◆ WHAT THIS TASK INVOLVES ◆
Swap "lake surface" for "pond surface" throughout the entries, and write the lines out again with nothing else altered.

◆ Location labeling records ◆
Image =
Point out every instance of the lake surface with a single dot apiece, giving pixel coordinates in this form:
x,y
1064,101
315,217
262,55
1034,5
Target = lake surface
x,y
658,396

◆ REPLY ◆
Image =
Point out every instance of the pond surface with a single dot apiece, giving pixel coordinates in this form:
x,y
1064,101
315,217
262,55
1034,5
Target = pond surface
x,y
658,396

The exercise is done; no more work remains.